» Task instructions:
In the passage on ex vivo lung perfusion below, what colloid osmotic pressure was Steen Solution™ designed to create?
** Passage follows **
Early attempts to perfuse lungs were complicated by edema formation and deterioration of pulmonary function (102,103). A fundamental step towards success was the development of Steen Solution™, a buffered perfusate with high albumine concentration to create an ideal colloid osmotic pressure of about 30 mmHg allowing physiologic perfusion pressures and flow to be maintained without the development of either tissue edema or dehydration (104). Clinical EVLP was pioneered by the groups in Lund and Toronto. A first prospective clinical case series (HELP trial) was published in a landmark publication by Cypel and Keshavjee from Toronto in 2011 showing non-inferiority for PGD and 30-day mortality in 20 EVLP lung transplant recipients compared to 116 contemporaneous standard lung transplants performed in their center (105). Since then, many other groups around the world have reported similar experience with transplantation of EVLP lungs initially rejected for transplantation with a utilization rate between 39–100% (101). EVLP nowadays is becoming a standard technique for better assessment of questionable lungs from extended-criteria donors and from DCD’s with uncertainty about their post-transplant function (106). The outcome in EVLP lung recipients is now further investigated in prospective clinical trials (NOVEL trial, EXPAND trial). Anecdotal case reports were published on successful transplantation of previously unacceptable and injured lungs after drug treatment during EVLP (107-109). If longer perfusion times (>12–24 hours) would prove to be possible, repair of injured grafts by delivered therapies interacting via several mechanisms could be investigated. Several treatment pathways have been suggested including the administration of infused or inhaled drugs, gases, and stem cell therapy (110). Further research is needed in order to maximize the yield of donor lungs for transplantation. Hopefully one day we will be able to repair pulmonary allografts in a box to become “brand-new lungs” prior to implantation (111).
** End of Passage **
** Available data follows **
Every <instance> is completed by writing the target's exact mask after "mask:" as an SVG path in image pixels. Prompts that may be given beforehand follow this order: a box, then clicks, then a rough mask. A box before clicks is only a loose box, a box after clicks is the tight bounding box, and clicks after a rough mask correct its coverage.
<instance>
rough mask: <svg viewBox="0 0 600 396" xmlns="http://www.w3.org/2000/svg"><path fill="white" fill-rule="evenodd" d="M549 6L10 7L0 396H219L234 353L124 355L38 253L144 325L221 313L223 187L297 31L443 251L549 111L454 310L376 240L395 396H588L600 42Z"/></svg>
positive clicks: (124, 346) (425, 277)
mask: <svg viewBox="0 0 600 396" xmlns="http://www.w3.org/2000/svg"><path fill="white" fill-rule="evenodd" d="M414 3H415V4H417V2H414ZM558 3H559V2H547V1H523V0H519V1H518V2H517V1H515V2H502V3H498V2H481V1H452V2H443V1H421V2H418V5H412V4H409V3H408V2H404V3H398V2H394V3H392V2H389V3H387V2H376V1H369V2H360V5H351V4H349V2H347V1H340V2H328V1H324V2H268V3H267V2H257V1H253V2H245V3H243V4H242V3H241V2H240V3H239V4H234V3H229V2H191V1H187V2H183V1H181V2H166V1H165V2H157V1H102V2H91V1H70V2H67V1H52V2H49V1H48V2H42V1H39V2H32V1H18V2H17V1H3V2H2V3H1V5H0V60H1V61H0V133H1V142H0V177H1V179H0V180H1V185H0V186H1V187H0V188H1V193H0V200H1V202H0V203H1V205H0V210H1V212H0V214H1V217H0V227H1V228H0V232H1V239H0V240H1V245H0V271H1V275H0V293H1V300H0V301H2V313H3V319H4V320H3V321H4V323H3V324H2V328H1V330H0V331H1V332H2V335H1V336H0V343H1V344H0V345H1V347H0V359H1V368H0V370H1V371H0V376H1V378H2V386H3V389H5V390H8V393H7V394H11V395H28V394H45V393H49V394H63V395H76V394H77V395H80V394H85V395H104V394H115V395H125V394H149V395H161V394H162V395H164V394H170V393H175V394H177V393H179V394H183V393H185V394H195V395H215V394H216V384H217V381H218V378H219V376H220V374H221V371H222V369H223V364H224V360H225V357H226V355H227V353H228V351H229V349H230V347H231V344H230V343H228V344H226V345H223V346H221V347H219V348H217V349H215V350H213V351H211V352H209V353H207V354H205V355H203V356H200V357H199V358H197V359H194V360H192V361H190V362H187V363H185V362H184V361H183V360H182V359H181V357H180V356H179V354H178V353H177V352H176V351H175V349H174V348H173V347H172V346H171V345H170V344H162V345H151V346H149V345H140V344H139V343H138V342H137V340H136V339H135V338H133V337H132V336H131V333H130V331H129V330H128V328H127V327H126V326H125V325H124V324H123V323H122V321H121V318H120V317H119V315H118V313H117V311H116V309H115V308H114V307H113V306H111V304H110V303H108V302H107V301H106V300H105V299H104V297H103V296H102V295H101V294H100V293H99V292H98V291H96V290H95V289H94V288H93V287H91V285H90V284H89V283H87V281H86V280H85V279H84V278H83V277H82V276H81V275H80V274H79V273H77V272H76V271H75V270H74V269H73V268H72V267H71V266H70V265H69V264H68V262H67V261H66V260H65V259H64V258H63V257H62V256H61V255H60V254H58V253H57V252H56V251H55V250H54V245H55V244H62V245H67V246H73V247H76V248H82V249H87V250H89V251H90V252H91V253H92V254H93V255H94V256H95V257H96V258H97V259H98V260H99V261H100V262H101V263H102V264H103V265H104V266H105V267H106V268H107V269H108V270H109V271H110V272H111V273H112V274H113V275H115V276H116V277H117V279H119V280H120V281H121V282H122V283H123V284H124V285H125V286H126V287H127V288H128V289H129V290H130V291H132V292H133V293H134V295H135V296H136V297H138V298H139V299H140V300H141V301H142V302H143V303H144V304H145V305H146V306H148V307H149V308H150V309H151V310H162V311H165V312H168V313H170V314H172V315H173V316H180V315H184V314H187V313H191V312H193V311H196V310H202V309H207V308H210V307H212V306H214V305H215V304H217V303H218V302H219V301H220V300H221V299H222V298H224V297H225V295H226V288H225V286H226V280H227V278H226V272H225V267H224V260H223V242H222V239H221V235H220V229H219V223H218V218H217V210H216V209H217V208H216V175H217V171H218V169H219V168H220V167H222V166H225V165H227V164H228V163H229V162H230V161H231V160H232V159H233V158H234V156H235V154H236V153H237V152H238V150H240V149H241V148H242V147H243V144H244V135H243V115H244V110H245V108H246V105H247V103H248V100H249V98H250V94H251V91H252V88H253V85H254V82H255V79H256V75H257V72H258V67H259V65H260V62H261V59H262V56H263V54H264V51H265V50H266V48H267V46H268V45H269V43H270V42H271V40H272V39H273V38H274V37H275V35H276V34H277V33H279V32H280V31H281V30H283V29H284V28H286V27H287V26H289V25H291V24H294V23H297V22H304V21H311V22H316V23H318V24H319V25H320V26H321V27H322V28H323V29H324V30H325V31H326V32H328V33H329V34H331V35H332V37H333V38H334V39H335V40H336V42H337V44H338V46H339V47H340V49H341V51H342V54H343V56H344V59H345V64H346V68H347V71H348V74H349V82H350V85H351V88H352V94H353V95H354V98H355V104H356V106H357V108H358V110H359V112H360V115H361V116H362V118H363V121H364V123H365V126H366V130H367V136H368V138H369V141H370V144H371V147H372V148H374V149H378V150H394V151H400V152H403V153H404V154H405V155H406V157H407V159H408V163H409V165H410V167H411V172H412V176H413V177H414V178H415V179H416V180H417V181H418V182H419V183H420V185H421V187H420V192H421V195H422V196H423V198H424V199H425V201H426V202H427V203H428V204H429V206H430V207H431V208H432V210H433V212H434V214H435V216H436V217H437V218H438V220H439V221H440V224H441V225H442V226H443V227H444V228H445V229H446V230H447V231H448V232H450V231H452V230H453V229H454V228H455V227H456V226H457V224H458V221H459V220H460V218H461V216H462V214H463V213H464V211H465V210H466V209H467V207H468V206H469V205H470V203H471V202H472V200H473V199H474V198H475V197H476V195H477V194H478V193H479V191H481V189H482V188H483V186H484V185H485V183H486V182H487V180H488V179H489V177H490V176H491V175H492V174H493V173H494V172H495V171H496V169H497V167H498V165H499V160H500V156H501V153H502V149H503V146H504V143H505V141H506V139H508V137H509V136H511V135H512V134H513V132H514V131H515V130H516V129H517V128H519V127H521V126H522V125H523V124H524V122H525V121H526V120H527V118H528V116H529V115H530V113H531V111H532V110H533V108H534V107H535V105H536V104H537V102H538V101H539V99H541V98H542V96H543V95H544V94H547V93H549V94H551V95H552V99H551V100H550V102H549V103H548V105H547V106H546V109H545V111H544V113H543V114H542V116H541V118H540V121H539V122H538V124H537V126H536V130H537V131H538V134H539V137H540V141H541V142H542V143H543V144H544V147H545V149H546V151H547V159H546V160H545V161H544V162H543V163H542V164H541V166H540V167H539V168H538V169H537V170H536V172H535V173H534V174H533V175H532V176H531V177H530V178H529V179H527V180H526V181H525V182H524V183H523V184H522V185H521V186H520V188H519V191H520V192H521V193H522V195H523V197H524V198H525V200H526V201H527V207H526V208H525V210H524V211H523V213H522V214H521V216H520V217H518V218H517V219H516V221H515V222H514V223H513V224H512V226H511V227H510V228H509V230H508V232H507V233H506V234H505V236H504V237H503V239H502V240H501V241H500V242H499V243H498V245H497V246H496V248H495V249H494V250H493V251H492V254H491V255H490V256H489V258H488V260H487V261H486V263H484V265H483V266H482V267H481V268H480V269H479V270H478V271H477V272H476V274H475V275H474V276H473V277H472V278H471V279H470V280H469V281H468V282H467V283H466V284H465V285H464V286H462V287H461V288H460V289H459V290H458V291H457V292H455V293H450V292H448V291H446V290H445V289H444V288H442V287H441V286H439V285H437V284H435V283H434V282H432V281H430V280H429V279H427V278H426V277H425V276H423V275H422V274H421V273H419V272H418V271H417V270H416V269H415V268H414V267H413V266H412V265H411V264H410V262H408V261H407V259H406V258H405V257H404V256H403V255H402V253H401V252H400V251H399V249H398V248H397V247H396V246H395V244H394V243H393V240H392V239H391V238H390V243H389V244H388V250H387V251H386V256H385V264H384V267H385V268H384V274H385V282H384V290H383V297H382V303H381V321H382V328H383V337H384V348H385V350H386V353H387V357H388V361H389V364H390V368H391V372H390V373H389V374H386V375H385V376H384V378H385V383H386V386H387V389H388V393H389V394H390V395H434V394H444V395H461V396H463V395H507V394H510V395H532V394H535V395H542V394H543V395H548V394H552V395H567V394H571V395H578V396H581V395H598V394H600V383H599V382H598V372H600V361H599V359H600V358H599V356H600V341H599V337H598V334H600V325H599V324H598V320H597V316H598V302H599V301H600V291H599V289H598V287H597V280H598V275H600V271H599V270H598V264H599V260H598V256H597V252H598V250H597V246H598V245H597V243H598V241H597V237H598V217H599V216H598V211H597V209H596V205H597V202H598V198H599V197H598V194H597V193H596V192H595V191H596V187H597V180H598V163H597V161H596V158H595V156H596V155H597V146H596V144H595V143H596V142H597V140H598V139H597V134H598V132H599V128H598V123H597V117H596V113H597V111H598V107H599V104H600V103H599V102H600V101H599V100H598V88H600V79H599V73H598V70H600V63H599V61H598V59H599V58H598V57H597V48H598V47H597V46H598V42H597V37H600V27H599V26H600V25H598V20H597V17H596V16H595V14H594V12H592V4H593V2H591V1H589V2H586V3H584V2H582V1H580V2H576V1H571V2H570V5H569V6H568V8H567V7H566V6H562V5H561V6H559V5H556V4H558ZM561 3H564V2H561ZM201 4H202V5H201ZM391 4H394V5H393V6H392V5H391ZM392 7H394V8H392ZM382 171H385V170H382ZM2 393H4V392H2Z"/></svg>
** End of Available data **
» Solved problem:
About 30 mmHg.